▶ **Problem requirements**:
Please convert the records below into a numbered list, leaving out any blank lines.

▶ **Source records**:
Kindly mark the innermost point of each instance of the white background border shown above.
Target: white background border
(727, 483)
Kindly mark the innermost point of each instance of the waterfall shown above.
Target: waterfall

▶ **Full solution**:
1. Kindly mark the innermost point of each instance of the white background border shown above.
2. Target: white background border
3. (727, 483)
4. Kindly mark the innermost point of each instance of the waterfall shown above.
5. Target: waterfall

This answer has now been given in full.